**Work to be completed**
Rewrite the listing below, replacing "set the marker" with "place the marker" wherever it occurs and leaving everything else unchanged. Omit the pictures from your answer.

**Records for the exercise**
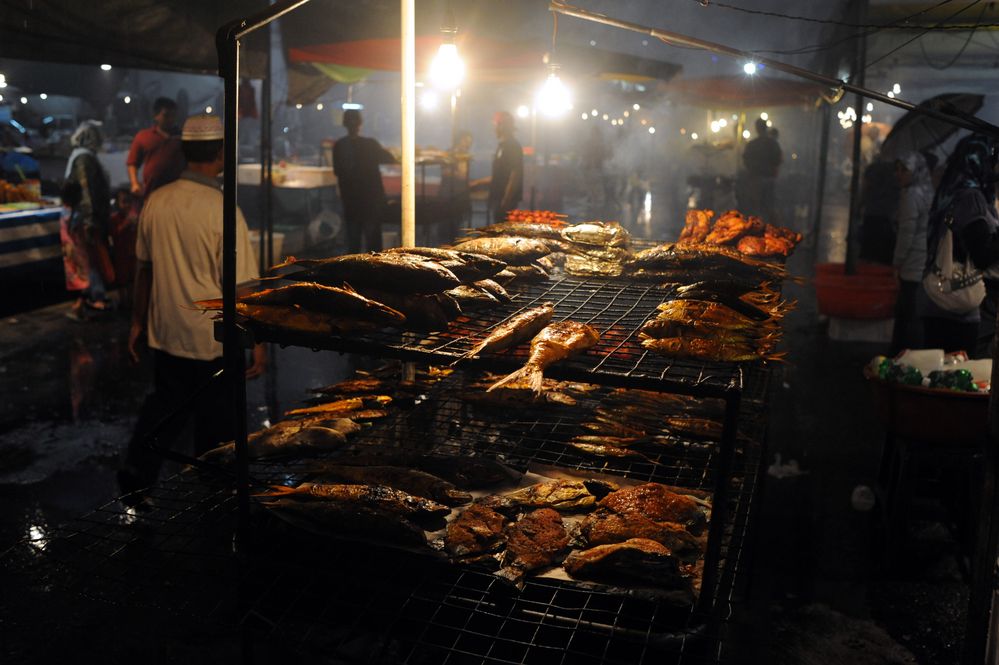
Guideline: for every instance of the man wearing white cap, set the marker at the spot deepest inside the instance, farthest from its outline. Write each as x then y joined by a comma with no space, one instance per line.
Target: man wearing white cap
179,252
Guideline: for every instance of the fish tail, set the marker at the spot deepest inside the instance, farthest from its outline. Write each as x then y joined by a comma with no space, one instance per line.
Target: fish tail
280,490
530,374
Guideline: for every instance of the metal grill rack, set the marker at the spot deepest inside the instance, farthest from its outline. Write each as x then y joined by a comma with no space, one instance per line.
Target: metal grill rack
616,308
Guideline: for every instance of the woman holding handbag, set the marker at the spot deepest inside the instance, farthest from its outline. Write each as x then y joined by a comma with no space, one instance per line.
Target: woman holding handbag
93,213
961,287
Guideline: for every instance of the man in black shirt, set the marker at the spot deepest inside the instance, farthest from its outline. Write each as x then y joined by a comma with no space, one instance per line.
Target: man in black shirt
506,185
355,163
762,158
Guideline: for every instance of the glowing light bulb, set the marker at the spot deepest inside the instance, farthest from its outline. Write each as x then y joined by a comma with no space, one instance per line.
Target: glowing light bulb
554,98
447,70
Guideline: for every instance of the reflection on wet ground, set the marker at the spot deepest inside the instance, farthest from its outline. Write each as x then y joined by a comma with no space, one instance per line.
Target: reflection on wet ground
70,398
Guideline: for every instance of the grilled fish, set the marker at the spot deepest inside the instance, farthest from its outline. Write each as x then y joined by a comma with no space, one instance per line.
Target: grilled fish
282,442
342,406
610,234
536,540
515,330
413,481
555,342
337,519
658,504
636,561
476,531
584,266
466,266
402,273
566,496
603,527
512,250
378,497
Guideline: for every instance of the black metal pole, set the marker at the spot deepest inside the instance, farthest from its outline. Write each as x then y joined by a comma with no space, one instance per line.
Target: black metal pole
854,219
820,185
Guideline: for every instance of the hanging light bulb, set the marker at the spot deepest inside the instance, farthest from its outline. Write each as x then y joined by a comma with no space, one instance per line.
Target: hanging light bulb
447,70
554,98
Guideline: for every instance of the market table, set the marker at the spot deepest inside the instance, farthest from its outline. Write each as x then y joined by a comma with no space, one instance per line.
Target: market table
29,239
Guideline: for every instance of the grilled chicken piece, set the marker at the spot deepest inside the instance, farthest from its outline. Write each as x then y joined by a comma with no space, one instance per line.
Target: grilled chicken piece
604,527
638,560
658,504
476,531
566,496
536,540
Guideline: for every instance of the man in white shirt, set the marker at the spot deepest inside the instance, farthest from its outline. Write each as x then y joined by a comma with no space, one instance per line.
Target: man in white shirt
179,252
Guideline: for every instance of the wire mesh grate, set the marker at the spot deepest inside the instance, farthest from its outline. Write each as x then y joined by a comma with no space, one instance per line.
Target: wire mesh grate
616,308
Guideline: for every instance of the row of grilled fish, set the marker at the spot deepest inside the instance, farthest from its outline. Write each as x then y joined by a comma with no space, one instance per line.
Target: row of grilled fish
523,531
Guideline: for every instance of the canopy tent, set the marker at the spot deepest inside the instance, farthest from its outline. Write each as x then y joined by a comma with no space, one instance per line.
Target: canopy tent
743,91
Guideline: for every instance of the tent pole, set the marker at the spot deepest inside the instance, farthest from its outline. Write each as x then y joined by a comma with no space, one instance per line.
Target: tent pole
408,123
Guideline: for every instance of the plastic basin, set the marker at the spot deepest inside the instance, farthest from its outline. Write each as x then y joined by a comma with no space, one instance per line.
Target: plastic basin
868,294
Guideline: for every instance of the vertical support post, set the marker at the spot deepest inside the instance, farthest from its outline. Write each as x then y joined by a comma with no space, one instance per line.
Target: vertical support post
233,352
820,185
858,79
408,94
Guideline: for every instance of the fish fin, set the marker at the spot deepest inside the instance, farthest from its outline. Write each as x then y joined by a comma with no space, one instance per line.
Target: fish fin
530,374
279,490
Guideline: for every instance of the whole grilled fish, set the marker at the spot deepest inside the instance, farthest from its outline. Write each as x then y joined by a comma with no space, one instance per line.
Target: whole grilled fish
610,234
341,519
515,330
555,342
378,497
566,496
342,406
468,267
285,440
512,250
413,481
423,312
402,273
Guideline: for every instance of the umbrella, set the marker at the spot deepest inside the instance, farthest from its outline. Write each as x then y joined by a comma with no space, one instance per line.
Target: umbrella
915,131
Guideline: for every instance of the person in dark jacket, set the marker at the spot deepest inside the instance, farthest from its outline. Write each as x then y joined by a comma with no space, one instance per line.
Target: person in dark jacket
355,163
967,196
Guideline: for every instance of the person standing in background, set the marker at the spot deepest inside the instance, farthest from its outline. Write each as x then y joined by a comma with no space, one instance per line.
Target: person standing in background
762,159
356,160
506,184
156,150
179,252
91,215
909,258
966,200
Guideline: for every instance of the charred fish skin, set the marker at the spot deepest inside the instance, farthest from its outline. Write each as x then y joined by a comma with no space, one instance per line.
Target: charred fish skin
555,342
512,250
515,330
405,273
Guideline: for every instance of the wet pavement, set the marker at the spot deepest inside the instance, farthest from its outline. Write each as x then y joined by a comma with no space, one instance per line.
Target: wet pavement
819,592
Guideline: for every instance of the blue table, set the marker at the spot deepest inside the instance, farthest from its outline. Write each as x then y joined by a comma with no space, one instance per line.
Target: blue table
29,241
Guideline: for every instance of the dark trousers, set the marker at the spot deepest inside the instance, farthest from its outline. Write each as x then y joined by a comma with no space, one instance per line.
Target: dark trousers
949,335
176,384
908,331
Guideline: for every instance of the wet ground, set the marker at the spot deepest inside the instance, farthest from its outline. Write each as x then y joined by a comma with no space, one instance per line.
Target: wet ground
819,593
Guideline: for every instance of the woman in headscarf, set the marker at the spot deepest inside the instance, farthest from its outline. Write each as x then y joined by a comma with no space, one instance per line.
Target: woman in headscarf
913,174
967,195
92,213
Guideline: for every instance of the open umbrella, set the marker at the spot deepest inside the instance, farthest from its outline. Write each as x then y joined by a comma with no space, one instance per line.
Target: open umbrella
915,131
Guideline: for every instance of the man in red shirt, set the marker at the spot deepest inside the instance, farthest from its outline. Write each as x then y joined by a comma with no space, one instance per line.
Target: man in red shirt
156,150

**Final result**
Guideline: for every instance of the man wearing white cap, place the marker at the spot deepest inside the instance, farthest from its outline. Write each as x then y joined by a comma with no space, one instance per line.
Target: man wearing white cap
179,252
Guideline: for every instance of the fish tail, place the marker at the spot deepest inside the instance, farthest from its outline. Write each as x then y joined by a comma with no space, one instance per line.
Target: fish tail
280,490
530,374
Guideline: for every instance of the metal grill rack, place the marker at the spot deepest inside the instance, farthest from its outline. Write each as x then y joined by a comma with no space, one instance per line.
Target: metal grill rack
616,308
Guideline: for every instance of the woman holding handbag, place the marker at the spot deepest inside the instance, farthest from its outline. Write each as x then y joined by a comma with no space, one instance per line.
Target: woman holding handbag
93,213
961,287
Guideline: for every instance of the man in black shirt, place the marker at the spot deepest inside the instance, farthest from its outline. Write each as x then y joined by a comma with no space, one instance per line.
Target: man in black shirt
506,185
355,163
762,158
Guideline: for every instance of the glowing light bulb, place the marker at the spot deepest inside the instance, farthest from its outline. Write each as x then y joined by a comma with no space, one instance per line.
Target: glowing light bulb
554,98
447,70
Guideline: for every instance of the reflection on wet ground, place the marker at the spot deepest inside the instance, farthest from its outline. Write each as x then y joined by a comma with no space, one instance per line.
Target: reflection on wet ground
70,398
Guideline: for every instance of the grilled fish, place the marker at the spot deepest inside the instance, farthest from its outline. Write each as x then y joined by a comma with no space, one instance per line.
Target: grilled fish
282,442
342,406
610,234
536,540
515,330
413,481
555,342
337,519
658,504
636,561
476,531
584,266
466,266
402,273
566,496
603,527
512,250
378,497
Guideline: for every instance of the black metal pole, place the marker at the spot deepest inside the instance, farthest from its outline. Write each as x then y joined by a comma with no space, one instance per line.
Target: black metal pole
854,219
820,185
Guideline: for every instance of the hanging light bulb, place the marker at the spot deepest inside the instance, farthest from its outline. Write each as x then y joined by a comma with no space, one instance per line.
Target: hanging light bulb
447,70
554,98
Guideline: for every instance of the market table, place the marker at the spot deepest inside the instance, farthest from its outline. Write each as x then y joined by a comma with no space, one instance per line.
Target: market table
29,239
Guideline: for every instance of the grilled chicken piece, place the marker at the spot deepest inside the instance, farthest from its outline. Write each as x then y joined by a comma with no space, one instance per line.
Target: grilled chicken piece
604,527
638,560
658,504
476,531
566,496
536,540
Guideline: for every instance of the man in white shirt, place the marker at the spot deepest inside the instance, farthest from its outline. Write each as x then y joined by a comma with no space, one instance per line.
Target: man in white shirt
179,252
Guideline: for every instance of the wire mesh grate, place the marker at the spot deepest inside the instance, farthest from its outline. Write each as x then y joined by a comma with no space, one instance per line.
Target: wire mesh grate
616,308
Guideline: for every instance of the row of grilled fish, place the marker at the spot deepest inside the instance, farthest from its outline. Write each as x then y joined by a comma with no space, one instance per line.
Target: row of grilled fish
523,531
Guideline: for every instance of the canopy tent, place the marker at the spot deepest inside the instance, farthest from its outline. Write each as x then y joined by a comma with no space, one instance per line.
Target: canopy tent
743,91
Guideline: for every instance of the tent pole, place the marker at the spot deepest inside the instance, farthest from its outline. Write each as x then y joined by a comma with no space, one instance per line.
Target: tent pole
408,123
Guideline: for every instance of the plastic basin, place the marker at the spot deepest inside the instance, farthest from its outline. Write each as x then y joined by a comma with no space, one instance per line.
Target: plastic basin
868,294
Guideline: for every instance of the vertical support post, place the marker at the spot deepest inside the instance, farthest from its outline. Write each as x then y joined by a comma with no space, one instance per line.
Target: vertical support post
233,352
820,185
858,79
408,94
Guideline: for every instance of the fish fin, place the marker at the spot deepest inside the instance, farthest from its outline. Write each as x then y joined by a comma with no space, one instance per line.
Target: fish fin
530,374
279,490
Guideline: for every instance of the whole grilled fish, place the marker at the spot deepest inside the instance, farthest from its outline. Write each as x then y joined by a comma with no space, one instance per line.
Target: whole grilled fish
610,234
341,519
515,330
555,342
378,497
566,496
342,406
468,267
285,440
512,250
413,481
423,312
402,273
Guideline: for every instance of the umbrella, place the marker at the spot deepest inside the instance, farthest from its outline. Write each as x then y joined by a comma with no space, one instance per line.
Target: umbrella
915,131
Guideline: for every instance of the person in dark jacket, place the marker at the spot deepest inside the instance, farthest from its outline. Write each as x then y joined by a comma with no space, one instance per line.
Target: person in dark jacket
355,163
967,196
Guideline: for every instance of the person standing in background, place the marker at the spot deepest inside the instance, farthest from its outline. Write each as x then y joined by a comma with no space, one instance per line.
Target: person standing in background
762,159
356,160
506,184
156,150
179,252
91,215
909,258
966,200
Guideline: for every instance of the charred fish skin, place the marker at the spot deepest inside the instance, farthest from its outline. Write each as x then y joined by a comma with no space, one instance per line.
Target: charred fish skin
555,342
512,250
515,330
405,273
Guideline: for every instance of the wet pavement, place the marker at the spot deepest inside the instance, farthest from its outline. Write each as x then y joined by a comma with no space, one instance per line.
Target: wet pavement
819,592
Guideline: for every instance of the blue table, place the marker at the spot deepest inside the instance, farthest from its outline. Write each as x then y joined by a comma with no space, one instance per line.
Target: blue table
29,241
Guideline: for every instance of the dark trousers, place the marker at the spot deepest inside the instance, farthest from its outline. Write each as x then y joined by a comma with no space, one instance per line.
Target: dark trousers
949,335
176,384
908,331
Guideline: for every instance of the wet ground, place the marker at the spot deepest inside the instance, farthest from its outline. Write each as x then y joined by a comma with no space, one instance per line.
Target: wet ground
819,593
Guideline: for every instance of the woman in headscarf, place the marker at the spot deepest inside the instance, farthest from its outline. Write each as x then y joined by a comma with no space, one instance per line.
Target: woman in headscarf
913,174
967,195
92,213
Guideline: for every instance of the open umbrella, place the marker at the spot deepest inside the instance, farthest from its outline. Write each as x then y joined by a comma with no space, one instance per line.
Target: open umbrella
915,131
Guideline: for every instance of the man in red shirt, place the marker at the spot deepest inside the instance, farthest from its outline. Write each as x then y joined by a comma with no space, one instance per line.
Target: man in red shirt
156,150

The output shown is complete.